TASK GOAL ▸
Go through the records line by line and work out how many lines hold the word "image". Answer with the number only.

RECORDED DATA ▸
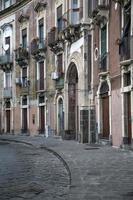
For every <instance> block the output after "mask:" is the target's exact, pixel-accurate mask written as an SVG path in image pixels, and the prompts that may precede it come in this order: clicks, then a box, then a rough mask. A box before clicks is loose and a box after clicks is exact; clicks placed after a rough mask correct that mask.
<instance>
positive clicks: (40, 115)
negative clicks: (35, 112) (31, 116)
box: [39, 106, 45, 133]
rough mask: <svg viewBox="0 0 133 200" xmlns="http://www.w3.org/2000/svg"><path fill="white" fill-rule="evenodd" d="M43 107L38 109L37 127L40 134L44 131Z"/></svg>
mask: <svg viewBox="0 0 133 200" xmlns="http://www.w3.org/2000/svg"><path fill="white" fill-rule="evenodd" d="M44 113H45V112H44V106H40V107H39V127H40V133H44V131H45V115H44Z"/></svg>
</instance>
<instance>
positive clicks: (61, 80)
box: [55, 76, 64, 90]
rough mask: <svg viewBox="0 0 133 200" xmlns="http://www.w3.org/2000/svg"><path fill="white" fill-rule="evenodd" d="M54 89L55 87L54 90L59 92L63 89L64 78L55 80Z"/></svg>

...

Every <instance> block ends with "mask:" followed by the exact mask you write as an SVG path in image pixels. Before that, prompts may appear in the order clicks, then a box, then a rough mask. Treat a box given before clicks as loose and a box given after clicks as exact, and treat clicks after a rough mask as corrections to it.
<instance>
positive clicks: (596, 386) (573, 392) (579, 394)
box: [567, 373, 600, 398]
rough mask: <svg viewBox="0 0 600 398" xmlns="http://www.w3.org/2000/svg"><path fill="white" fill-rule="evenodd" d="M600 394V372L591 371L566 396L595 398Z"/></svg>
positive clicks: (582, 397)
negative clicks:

...

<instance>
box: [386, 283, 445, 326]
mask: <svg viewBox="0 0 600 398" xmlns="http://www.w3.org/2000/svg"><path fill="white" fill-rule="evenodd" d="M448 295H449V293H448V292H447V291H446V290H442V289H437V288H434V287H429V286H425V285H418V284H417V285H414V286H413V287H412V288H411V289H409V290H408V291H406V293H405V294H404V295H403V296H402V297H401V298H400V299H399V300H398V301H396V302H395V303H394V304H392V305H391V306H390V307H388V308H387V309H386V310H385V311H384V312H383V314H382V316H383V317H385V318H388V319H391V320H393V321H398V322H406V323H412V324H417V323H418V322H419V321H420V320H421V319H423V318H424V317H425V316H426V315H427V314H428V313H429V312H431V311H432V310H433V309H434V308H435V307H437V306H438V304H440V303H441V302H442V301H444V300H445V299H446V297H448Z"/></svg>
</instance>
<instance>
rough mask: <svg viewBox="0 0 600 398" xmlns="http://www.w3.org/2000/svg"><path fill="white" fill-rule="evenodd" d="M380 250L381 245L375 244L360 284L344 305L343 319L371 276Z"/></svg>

SOLUTION TO THIS TASK ▸
2